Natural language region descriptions
'''

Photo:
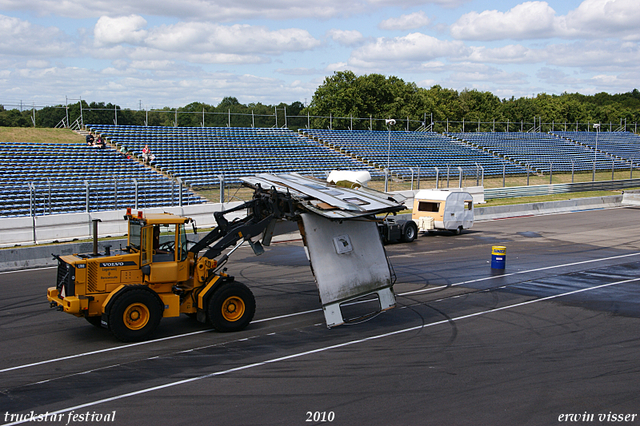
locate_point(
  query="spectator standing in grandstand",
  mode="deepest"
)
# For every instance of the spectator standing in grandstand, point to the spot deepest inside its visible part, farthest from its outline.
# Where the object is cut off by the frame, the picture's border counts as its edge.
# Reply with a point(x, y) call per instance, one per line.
point(147, 156)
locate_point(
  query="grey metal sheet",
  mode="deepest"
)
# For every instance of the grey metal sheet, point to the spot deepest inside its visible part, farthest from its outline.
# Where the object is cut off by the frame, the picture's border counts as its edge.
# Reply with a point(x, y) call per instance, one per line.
point(326, 199)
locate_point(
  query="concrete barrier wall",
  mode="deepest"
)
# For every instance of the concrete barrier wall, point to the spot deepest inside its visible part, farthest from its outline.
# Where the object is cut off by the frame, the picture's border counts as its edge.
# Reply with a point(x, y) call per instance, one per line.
point(549, 207)
point(78, 226)
point(28, 257)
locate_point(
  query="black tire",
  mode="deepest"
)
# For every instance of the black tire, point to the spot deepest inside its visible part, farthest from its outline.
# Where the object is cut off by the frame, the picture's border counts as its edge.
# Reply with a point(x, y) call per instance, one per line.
point(135, 315)
point(409, 232)
point(231, 307)
point(95, 321)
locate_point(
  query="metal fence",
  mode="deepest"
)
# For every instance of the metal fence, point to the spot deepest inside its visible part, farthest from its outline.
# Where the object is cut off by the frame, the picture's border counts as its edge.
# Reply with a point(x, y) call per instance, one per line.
point(559, 188)
point(45, 198)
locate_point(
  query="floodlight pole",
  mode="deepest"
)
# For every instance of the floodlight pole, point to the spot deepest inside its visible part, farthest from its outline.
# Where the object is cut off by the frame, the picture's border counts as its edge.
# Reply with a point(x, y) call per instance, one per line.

'''

- **Task to carry out**
In the records above, each line with the string "grandstand" should be copied.

- **Answer box**
  query="spectator standing in grandstand",
# For every instance of the spectator standing in grandstand, point to the spot deepest inside its visible part, farthest from its outline.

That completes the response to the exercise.